*WRITTEN PROBLEM:* How many lines in the records below contain the string "high"? Reply with the number alone.
--*--
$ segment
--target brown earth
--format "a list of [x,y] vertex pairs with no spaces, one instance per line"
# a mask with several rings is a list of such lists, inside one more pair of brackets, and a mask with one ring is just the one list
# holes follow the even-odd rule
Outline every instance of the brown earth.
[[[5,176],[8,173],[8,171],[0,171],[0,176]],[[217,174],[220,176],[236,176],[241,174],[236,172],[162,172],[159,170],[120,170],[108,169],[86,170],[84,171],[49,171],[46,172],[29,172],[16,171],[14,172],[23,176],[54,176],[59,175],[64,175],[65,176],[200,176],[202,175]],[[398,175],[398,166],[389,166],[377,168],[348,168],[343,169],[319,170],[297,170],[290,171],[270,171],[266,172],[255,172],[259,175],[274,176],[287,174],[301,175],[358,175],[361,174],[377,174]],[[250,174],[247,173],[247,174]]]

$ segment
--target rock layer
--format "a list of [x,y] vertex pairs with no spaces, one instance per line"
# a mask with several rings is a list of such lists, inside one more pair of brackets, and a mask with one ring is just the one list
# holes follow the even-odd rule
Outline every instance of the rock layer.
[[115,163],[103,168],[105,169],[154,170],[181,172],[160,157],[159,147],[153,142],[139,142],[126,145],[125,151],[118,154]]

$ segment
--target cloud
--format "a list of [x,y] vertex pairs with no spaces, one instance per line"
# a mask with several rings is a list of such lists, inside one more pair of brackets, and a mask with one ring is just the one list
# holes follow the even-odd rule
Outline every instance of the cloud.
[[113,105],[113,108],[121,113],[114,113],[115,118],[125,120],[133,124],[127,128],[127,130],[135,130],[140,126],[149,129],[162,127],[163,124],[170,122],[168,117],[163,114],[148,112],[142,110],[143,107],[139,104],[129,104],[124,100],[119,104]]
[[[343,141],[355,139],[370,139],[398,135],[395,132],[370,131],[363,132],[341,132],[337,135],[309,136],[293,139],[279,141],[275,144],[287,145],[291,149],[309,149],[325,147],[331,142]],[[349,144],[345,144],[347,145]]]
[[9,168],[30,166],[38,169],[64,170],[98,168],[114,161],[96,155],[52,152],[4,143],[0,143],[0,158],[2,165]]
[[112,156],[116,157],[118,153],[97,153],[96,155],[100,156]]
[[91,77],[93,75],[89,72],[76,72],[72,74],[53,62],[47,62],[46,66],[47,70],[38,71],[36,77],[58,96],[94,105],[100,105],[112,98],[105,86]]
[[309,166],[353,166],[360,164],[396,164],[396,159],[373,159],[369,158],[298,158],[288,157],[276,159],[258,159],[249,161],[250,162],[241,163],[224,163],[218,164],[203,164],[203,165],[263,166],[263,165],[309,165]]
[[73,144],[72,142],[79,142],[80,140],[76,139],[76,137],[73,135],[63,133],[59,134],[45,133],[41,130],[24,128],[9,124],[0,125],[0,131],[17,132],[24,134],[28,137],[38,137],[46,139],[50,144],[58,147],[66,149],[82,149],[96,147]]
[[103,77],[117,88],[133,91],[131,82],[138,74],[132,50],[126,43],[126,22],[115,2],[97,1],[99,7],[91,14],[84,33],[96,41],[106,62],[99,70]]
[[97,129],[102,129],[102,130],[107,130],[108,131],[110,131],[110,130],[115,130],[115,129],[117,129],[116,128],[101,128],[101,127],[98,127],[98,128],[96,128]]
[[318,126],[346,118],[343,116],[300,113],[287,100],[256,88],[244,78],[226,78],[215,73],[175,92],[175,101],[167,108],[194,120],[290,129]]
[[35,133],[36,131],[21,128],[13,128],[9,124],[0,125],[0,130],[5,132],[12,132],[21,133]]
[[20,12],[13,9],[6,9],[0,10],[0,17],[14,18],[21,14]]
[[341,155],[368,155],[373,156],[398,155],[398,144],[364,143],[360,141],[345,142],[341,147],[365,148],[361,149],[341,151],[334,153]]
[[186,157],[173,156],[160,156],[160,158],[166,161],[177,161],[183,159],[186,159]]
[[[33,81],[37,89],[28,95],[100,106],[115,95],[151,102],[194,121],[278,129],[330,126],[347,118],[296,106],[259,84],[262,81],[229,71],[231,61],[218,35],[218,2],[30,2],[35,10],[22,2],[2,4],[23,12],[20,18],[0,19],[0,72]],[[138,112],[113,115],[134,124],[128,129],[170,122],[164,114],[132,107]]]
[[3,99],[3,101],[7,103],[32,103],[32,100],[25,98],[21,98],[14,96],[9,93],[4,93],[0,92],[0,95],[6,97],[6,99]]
--*--
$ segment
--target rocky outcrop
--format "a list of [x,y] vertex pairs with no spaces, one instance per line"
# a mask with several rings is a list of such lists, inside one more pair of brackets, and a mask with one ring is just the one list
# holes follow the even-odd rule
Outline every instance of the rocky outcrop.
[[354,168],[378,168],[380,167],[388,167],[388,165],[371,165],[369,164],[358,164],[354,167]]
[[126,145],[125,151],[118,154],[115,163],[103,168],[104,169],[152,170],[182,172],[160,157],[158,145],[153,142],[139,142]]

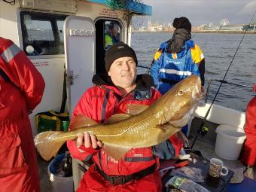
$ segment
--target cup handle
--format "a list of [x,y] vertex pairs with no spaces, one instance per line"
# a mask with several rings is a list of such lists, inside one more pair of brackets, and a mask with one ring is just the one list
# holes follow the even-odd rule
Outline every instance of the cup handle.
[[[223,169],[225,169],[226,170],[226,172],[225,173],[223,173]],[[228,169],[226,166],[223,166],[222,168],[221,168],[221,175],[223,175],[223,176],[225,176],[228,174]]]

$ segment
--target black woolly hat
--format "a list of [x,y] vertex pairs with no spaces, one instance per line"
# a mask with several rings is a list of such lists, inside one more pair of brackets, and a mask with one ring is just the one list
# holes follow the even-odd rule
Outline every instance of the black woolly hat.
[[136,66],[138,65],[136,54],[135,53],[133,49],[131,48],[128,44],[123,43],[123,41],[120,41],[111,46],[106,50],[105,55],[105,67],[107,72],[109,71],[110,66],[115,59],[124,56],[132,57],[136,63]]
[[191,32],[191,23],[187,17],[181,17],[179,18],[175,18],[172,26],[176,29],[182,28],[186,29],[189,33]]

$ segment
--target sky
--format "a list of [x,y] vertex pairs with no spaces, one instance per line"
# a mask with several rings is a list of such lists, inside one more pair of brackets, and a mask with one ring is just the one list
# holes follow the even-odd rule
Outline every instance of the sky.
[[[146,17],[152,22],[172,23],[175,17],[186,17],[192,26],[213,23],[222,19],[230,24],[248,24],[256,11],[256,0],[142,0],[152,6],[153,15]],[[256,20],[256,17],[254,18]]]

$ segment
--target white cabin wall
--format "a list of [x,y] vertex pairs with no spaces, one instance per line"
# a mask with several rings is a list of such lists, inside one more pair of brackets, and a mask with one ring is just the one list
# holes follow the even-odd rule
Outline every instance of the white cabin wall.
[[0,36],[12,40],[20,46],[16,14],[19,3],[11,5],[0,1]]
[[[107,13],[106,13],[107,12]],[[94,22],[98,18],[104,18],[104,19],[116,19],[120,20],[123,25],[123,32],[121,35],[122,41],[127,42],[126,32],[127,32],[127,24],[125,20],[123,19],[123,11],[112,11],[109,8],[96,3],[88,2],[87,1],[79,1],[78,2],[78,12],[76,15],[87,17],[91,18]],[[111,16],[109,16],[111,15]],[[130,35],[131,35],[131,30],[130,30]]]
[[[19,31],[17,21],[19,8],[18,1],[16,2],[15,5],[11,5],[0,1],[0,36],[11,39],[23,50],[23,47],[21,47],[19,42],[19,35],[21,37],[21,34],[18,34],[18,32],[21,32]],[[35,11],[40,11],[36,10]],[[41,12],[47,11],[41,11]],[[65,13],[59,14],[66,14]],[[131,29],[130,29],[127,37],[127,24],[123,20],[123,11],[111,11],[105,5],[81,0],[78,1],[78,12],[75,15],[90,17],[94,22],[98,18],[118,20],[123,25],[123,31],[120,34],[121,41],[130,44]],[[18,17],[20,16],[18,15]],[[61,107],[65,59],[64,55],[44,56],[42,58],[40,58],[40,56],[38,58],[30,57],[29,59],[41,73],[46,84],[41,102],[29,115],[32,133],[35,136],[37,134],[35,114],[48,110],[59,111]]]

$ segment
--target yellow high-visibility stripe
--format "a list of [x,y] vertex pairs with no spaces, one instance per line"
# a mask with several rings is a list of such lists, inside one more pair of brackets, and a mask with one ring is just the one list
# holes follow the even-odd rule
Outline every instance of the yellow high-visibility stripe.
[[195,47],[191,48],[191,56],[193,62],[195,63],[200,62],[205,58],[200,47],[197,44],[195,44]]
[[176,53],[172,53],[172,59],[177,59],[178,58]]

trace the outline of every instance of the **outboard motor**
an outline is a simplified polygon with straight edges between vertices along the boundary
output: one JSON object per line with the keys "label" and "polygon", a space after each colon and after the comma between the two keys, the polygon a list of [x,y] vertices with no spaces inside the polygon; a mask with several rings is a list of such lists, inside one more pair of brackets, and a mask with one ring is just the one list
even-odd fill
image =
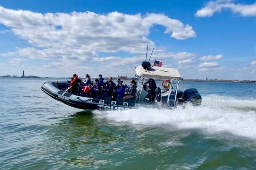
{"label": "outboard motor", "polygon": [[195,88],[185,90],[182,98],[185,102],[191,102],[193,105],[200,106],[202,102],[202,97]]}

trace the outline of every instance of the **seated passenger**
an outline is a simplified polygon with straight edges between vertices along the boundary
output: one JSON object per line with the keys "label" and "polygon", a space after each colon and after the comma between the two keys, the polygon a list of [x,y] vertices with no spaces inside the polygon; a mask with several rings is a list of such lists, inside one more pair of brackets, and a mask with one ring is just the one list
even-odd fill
--*--
*RESULT OF THE TASK:* 2